▶ **DATASET ENTRIES**:
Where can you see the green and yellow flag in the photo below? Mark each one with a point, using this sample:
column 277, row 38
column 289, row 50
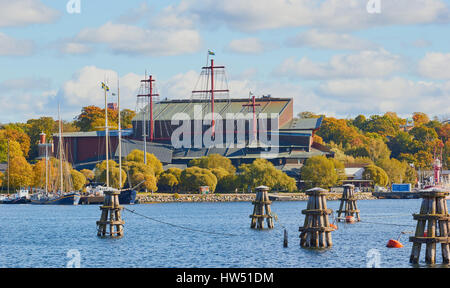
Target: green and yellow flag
column 105, row 87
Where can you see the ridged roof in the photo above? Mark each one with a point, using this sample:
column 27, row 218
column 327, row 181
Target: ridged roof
column 165, row 110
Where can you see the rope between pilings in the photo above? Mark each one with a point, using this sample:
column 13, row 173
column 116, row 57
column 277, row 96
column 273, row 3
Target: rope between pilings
column 179, row 226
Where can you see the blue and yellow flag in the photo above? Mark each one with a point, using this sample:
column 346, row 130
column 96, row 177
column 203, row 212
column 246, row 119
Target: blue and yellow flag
column 105, row 87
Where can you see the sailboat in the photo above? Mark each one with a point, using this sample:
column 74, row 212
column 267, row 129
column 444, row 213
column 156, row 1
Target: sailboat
column 60, row 197
column 21, row 197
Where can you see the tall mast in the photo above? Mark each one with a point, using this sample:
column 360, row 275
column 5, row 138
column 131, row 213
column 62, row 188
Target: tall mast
column 8, row 166
column 210, row 72
column 253, row 105
column 106, row 142
column 120, row 135
column 60, row 151
column 46, row 168
column 212, row 98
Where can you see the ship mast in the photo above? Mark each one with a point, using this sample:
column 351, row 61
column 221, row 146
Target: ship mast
column 120, row 136
column 60, row 152
column 106, row 141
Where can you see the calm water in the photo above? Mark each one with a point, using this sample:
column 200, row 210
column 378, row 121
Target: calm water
column 41, row 236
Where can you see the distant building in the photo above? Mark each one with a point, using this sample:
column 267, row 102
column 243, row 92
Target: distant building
column 244, row 139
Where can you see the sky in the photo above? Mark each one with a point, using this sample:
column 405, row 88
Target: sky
column 341, row 58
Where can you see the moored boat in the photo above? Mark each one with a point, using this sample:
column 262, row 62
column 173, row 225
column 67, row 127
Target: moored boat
column 71, row 198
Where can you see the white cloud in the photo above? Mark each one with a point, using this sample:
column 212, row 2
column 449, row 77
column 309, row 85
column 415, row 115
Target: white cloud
column 246, row 46
column 10, row 46
column 25, row 12
column 369, row 96
column 435, row 66
column 329, row 40
column 364, row 64
column 84, row 88
column 74, row 48
column 251, row 15
column 131, row 40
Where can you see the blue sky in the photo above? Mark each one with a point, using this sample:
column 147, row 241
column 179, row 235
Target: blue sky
column 330, row 56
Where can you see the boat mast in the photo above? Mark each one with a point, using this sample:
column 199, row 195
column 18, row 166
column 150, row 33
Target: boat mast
column 46, row 168
column 107, row 144
column 8, row 167
column 60, row 151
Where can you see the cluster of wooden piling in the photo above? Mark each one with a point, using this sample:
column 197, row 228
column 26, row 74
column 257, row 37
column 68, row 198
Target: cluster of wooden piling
column 348, row 207
column 261, row 209
column 435, row 218
column 111, row 216
column 316, row 231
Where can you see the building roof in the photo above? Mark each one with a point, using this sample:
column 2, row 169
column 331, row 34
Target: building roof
column 161, row 151
column 112, row 133
column 165, row 110
column 303, row 124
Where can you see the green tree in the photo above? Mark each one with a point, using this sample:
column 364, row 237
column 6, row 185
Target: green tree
column 152, row 161
column 192, row 178
column 114, row 176
column 20, row 172
column 78, row 180
column 213, row 161
column 126, row 118
column 319, row 171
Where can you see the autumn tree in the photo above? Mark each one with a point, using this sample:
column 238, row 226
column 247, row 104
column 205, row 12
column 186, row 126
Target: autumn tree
column 213, row 161
column 152, row 161
column 262, row 172
column 170, row 179
column 192, row 178
column 126, row 117
column 376, row 174
column 78, row 180
column 20, row 172
column 420, row 118
column 114, row 176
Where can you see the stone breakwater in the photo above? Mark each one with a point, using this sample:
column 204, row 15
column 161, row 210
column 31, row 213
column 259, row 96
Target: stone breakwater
column 171, row 198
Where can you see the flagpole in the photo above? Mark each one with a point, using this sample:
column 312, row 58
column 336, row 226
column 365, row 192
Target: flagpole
column 120, row 135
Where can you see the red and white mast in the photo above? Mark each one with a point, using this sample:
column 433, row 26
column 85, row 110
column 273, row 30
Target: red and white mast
column 211, row 73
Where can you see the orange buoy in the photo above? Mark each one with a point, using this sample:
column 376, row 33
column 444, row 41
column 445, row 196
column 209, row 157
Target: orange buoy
column 394, row 244
column 349, row 219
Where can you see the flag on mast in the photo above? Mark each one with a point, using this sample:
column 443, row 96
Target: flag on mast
column 105, row 87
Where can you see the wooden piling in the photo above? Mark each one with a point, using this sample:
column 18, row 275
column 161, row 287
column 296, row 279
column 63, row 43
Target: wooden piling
column 316, row 231
column 435, row 218
column 348, row 205
column 111, row 216
column 261, row 209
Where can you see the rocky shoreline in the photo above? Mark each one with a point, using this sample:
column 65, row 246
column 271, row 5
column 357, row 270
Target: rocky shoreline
column 173, row 198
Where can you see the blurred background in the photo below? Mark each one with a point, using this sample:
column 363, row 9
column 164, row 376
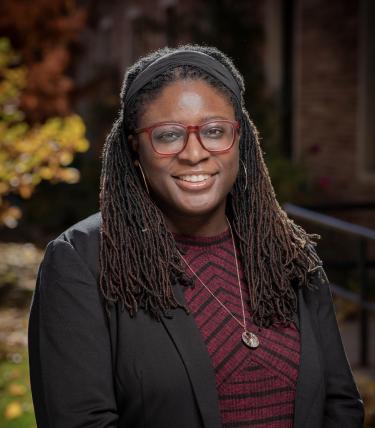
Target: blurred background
column 309, row 68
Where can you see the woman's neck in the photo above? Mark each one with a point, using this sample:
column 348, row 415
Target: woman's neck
column 203, row 225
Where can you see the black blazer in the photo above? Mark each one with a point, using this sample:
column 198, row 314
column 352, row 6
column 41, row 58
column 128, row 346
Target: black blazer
column 91, row 370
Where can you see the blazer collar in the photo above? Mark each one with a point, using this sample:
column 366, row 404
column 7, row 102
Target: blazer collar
column 310, row 370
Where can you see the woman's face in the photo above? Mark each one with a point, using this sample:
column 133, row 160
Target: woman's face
column 193, row 182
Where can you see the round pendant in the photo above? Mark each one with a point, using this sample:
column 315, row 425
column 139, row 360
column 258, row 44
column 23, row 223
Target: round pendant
column 250, row 339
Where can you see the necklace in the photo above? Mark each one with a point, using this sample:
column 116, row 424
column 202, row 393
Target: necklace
column 248, row 338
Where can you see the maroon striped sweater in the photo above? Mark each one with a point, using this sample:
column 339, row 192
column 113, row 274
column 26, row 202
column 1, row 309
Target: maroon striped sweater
column 256, row 387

▶ **WHAT TO WORK ON**: Could you reproduce, word for word, only the lines of the records starting at the line that contains "Where can you see the blue and" and ending at the line that contains "column 41, row 236", with both of those lines included?

▶ **ANSWER TO THIS TASK**:
Where can you see the blue and yellow flag in the photo above? Mark each one with a point, using this sample:
column 346, row 130
column 96, row 177
column 203, row 212
column 246, row 119
Target: blue and yellow flag
column 105, row 87
Where can you see the sailboat in the photo above? Mark each one with a point, using this sample:
column 74, row 212
column 267, row 129
column 444, row 213
column 156, row 1
Target: sailboat
column 60, row 197
column 21, row 197
Where can you see the tall mast in the photo above? Mark each one with a point, using this sample:
column 360, row 275
column 5, row 138
column 131, row 213
column 62, row 188
Target: tall mast
column 8, row 166
column 210, row 72
column 253, row 105
column 106, row 142
column 120, row 135
column 60, row 151
column 46, row 168
column 212, row 98
Where can you see the ship mast in the photo above? Mark each one with a point, using this sample:
column 351, row 61
column 221, row 146
Target: ship mast
column 120, row 136
column 60, row 152
column 106, row 141
Where can you see the calm water in the photo above? Mark each one with a point, using this sample:
column 200, row 210
column 378, row 121
Target: calm water
column 41, row 236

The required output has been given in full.